[Excerpts of pointing data]
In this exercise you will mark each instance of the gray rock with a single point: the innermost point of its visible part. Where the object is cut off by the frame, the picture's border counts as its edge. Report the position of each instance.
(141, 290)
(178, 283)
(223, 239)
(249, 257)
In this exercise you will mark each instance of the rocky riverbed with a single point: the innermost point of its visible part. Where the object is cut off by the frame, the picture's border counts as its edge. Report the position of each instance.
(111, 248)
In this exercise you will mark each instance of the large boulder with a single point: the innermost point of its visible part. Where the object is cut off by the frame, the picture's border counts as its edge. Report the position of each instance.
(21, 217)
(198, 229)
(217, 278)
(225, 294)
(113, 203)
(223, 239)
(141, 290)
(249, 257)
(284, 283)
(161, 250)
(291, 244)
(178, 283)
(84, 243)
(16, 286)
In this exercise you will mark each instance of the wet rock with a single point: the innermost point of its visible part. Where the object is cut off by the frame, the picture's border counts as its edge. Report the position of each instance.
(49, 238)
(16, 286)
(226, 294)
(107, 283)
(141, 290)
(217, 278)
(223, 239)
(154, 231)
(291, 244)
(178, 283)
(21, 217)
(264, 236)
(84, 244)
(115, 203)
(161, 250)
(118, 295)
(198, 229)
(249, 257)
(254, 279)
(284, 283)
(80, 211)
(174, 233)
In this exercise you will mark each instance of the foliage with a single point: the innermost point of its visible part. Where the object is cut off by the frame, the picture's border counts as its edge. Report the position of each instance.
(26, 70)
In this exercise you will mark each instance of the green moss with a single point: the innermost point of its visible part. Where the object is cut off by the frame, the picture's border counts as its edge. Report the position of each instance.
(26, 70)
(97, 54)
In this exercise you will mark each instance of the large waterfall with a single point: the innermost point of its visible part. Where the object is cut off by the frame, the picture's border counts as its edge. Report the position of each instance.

__Work instructions__: Give the data again, exactly as it stands.

__Full output__:
In this exercise you will mark each instance of the gray rock with a single point: the innermost point of its visible part. Where the object is cut off by the frame, the picture's border counts as its edge. Report the position of each instance.
(141, 290)
(178, 283)
(223, 239)
(249, 257)
In this exercise you will mark each instance of the rocky riverbed with a single point: the innermost point of its visible part. Where the object is cut off by the frame, the picture's border counts as its edge. Report the position of each instance.
(111, 248)
In this exercise you will mark each instance of the large boulder with a single point: the innermost point of its visible part. Where the object is cut off by the frame, the picture's border counts as its edge. Report the position of each instance.
(21, 217)
(198, 229)
(217, 278)
(225, 294)
(113, 203)
(223, 239)
(141, 290)
(249, 257)
(284, 283)
(161, 250)
(291, 244)
(178, 283)
(84, 243)
(16, 286)
In this exercise you will mark each instance of the wet rock with a single point: the innermost point of its visible part. Where the object is cut off by the frame, the picture's border counts as its edge. Report the position of each instance.
(49, 238)
(16, 286)
(226, 294)
(107, 283)
(141, 290)
(217, 278)
(223, 239)
(154, 231)
(291, 244)
(178, 283)
(21, 217)
(264, 236)
(84, 244)
(115, 203)
(161, 250)
(118, 295)
(198, 229)
(249, 257)
(254, 279)
(284, 283)
(80, 211)
(174, 233)
In this exercise you will mark each instance of the foliage with a single point: the innermost point of its visible part. Where the object is cut off by the frame, the picture's border counts as its edge. Report the position of each instance.
(26, 70)
In this exercise you will mark each instance of the green moss with a single point: the innermost point of its visible part. Where the object is cut off by the frame, the picture's border counts as its edge. Report the position of each instance.
(26, 70)
(97, 54)
In this exercise you will mark each instance of the large waterfall with a single point: the innermost point of its visible part. Where the object is cut off by the frame, the picture's border counts as its edge. Report the position of each instance.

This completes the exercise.